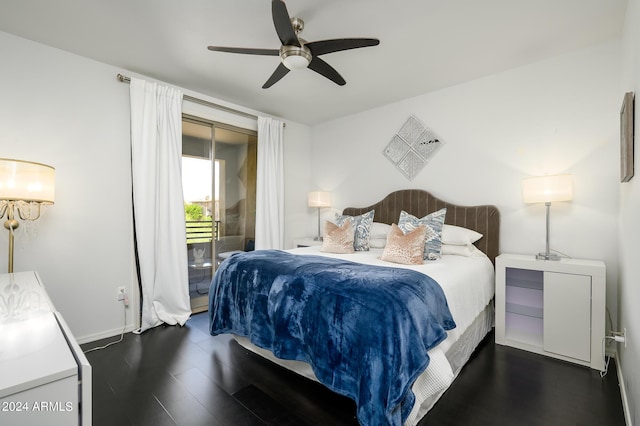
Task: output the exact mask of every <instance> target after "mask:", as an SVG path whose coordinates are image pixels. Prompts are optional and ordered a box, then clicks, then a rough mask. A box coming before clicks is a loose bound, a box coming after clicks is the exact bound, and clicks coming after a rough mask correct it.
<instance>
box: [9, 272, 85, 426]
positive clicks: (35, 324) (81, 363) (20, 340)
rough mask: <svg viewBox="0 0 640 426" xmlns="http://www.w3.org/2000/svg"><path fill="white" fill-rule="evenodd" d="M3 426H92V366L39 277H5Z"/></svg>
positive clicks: (30, 273)
mask: <svg viewBox="0 0 640 426" xmlns="http://www.w3.org/2000/svg"><path fill="white" fill-rule="evenodd" d="M0 425H21V426H25V425H47V426H53V425H84V426H86V425H91V365H90V364H89V362H88V361H87V358H86V357H85V356H84V354H83V353H82V350H81V349H80V347H79V346H78V344H77V342H76V341H75V339H74V337H73V335H72V334H71V332H70V331H69V328H68V327H67V325H66V324H65V322H64V320H63V319H62V316H61V315H60V313H59V312H56V310H55V308H54V306H53V304H52V303H51V300H50V299H49V297H48V295H47V293H46V290H45V288H44V286H43V284H42V281H41V279H40V277H39V276H38V274H37V273H36V272H18V273H13V274H3V275H0Z"/></svg>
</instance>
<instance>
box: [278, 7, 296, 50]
mask: <svg viewBox="0 0 640 426" xmlns="http://www.w3.org/2000/svg"><path fill="white" fill-rule="evenodd" d="M271 14H272V15H273V25H274V26H275V27H276V32H277V33H278V38H280V41H281V42H282V44H283V45H284V46H298V47H300V42H299V41H298V36H297V35H296V32H295V31H294V30H293V25H291V18H290V17H289V12H287V6H286V5H285V4H284V2H283V1H282V0H273V1H272V2H271Z"/></svg>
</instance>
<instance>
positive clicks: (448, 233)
mask: <svg viewBox="0 0 640 426" xmlns="http://www.w3.org/2000/svg"><path fill="white" fill-rule="evenodd" d="M480 238H482V234H480V233H478V232H476V231H473V230H471V229H467V228H463V227H461V226H454V225H447V224H446V223H445V224H444V226H443V228H442V244H448V245H452V246H468V245H471V244H473V243H475V242H476V241H478V240H479V239H480Z"/></svg>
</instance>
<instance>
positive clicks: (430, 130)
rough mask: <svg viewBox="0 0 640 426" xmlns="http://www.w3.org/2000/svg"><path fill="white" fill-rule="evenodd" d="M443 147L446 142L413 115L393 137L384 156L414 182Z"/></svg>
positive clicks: (407, 176)
mask: <svg viewBox="0 0 640 426" xmlns="http://www.w3.org/2000/svg"><path fill="white" fill-rule="evenodd" d="M442 145H444V142H443V141H441V140H440V139H438V137H437V136H436V135H435V134H434V133H433V132H432V131H431V130H429V129H428V128H427V127H426V126H425V125H424V124H422V123H421V122H420V120H418V119H417V118H415V117H414V116H413V115H412V116H410V117H409V118H408V119H407V121H406V122H405V123H404V125H403V126H402V127H401V128H400V130H399V131H398V133H396V134H395V135H393V138H391V141H390V142H389V144H388V145H387V147H386V148H385V149H384V152H383V154H384V156H385V157H387V158H388V159H389V161H391V162H392V163H393V164H394V165H395V166H396V168H397V169H398V170H400V173H402V174H403V175H404V176H405V177H406V178H407V179H409V180H413V178H414V177H415V176H416V175H417V174H418V173H420V170H422V169H423V168H424V166H425V165H426V164H427V162H428V161H429V160H430V159H431V157H433V156H434V155H435V153H436V152H437V151H438V150H439V149H440V147H441V146H442Z"/></svg>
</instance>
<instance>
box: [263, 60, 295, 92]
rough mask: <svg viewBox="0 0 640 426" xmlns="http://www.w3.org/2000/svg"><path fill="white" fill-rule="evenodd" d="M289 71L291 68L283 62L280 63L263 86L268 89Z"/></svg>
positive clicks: (265, 88)
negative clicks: (287, 67)
mask: <svg viewBox="0 0 640 426" xmlns="http://www.w3.org/2000/svg"><path fill="white" fill-rule="evenodd" d="M288 72H289V68H287V67H285V66H284V65H283V64H282V62H281V63H280V64H279V65H278V68H276V70H275V71H274V72H273V74H271V77H269V80H267V82H266V83H264V84H263V85H262V88H263V89H268V88H269V87H271V86H273V85H274V84H276V83H277V82H278V81H280V79H281V78H282V77H284V76H285V75H287V73H288Z"/></svg>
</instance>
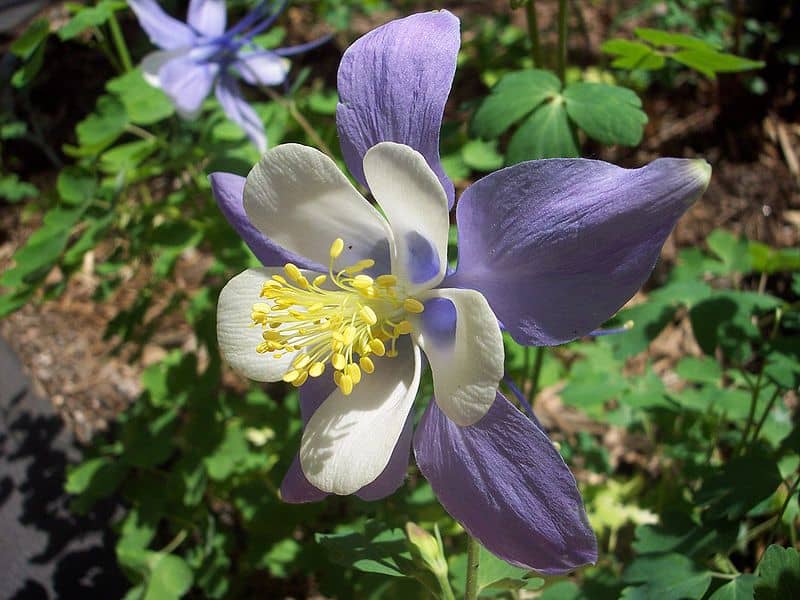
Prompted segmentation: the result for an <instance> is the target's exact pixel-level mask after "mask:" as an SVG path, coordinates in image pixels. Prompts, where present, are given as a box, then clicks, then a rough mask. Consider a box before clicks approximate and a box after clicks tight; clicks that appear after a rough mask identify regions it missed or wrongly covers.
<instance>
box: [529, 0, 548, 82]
mask: <svg viewBox="0 0 800 600" xmlns="http://www.w3.org/2000/svg"><path fill="white" fill-rule="evenodd" d="M525 16H526V17H527V20H528V38H529V39H530V40H531V58H532V59H533V66H534V67H538V68H542V66H544V61H543V60H542V46H541V44H540V43H539V22H538V20H537V18H536V0H528V2H527V4H525Z"/></svg>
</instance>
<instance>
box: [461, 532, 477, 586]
mask: <svg viewBox="0 0 800 600" xmlns="http://www.w3.org/2000/svg"><path fill="white" fill-rule="evenodd" d="M480 550H481V547H480V545H479V544H478V540H476V539H475V538H473V537H472V536H471V535H470V534H467V583H466V586H465V591H464V600H476V598H477V597H478V568H479V567H480Z"/></svg>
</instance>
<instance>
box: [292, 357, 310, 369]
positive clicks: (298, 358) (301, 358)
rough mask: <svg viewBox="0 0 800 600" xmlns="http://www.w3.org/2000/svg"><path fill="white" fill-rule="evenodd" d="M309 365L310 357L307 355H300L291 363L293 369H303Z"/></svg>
mask: <svg viewBox="0 0 800 600" xmlns="http://www.w3.org/2000/svg"><path fill="white" fill-rule="evenodd" d="M309 364H311V357H310V356H309V355H308V354H301V355H300V356H298V357H297V358H295V359H294V361H293V362H292V365H294V368H295V369H305V368H306V367H307V366H308V365H309Z"/></svg>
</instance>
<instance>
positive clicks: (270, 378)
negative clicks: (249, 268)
mask: <svg viewBox="0 0 800 600" xmlns="http://www.w3.org/2000/svg"><path fill="white" fill-rule="evenodd" d="M283 273H284V272H283V269H280V268H277V267H273V268H261V269H248V270H247V271H244V272H242V273H239V274H238V275H237V276H236V277H234V278H233V279H231V280H230V281H229V282H228V283H227V284H226V285H225V287H224V288H222V292H221V293H220V295H219V302H218V303H217V340H218V341H219V349H220V352H221V353H222V356H223V358H224V359H225V360H226V362H227V363H228V364H229V365H230V366H231V367H233V369H235V370H236V371H238V372H239V373H241V374H242V375H244V376H245V377H248V378H250V379H255V380H256V381H279V380H280V379H281V378H282V377H283V375H284V373H286V371H287V370H288V369H289V365H290V364H291V362H292V360H293V359H294V357H295V356H296V355H297V352H291V353H287V354H284V355H283V356H282V357H281V358H277V359H276V358H275V357H274V356H272V354H271V353H268V354H259V353H258V352H256V347H257V346H258V345H259V344H260V343H261V342H263V341H264V340H263V338H262V337H261V333H262V331H263V329H262V328H261V327H258V326H255V327H254V326H253V321H252V320H251V318H250V314H251V313H252V310H253V304H255V303H256V302H265V300H264V298H261V297H260V296H259V293H260V292H261V287H262V286H263V285H264V282H265V281H267V279H269V278H270V277H272V275H274V274H283Z"/></svg>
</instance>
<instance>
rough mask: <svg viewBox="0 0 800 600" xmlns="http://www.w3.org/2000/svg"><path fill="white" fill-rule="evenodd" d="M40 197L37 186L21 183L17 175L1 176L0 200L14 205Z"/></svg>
mask: <svg viewBox="0 0 800 600" xmlns="http://www.w3.org/2000/svg"><path fill="white" fill-rule="evenodd" d="M38 195H39V190H38V189H36V186H35V185H33V184H31V183H28V182H27V181H21V180H20V179H19V177H17V174H16V173H9V174H8V175H0V200H5V201H6V202H10V203H14V202H19V201H20V200H25V199H27V198H36V197H37V196H38Z"/></svg>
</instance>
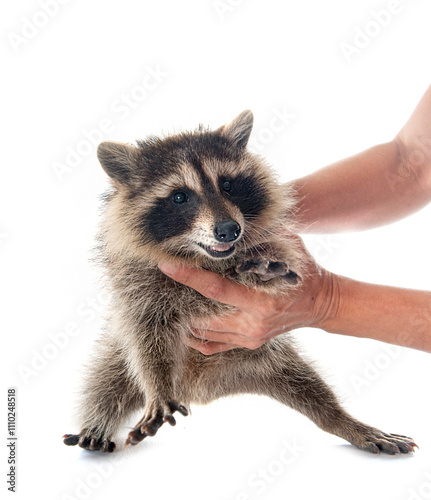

Action item:
Every line above that has the string "exact" needs to be copied.

Response:
Task: output the exact mask of every <instance> target after "mask:", as an SVG path whose coordinates are image pixels. Prompts are optional and ordered a box, then clicks, then a rough mask. A box coming before clicks is a loose bound, a box coming after clicks is the exact bound, and clicks coming after a rough mask correct it.
Prompted segmentation: the result for an <instance> is the target's exact pixel-level mask after "mask:" as an SVG path, coordinates in image pixels. Prompts, where present, are given as a box, then clicks, then a rough mask. Consider a box before clicks approximate and a box after clicks tight; clicks that appear after a rough mask identify regions it missed or wrongly covers.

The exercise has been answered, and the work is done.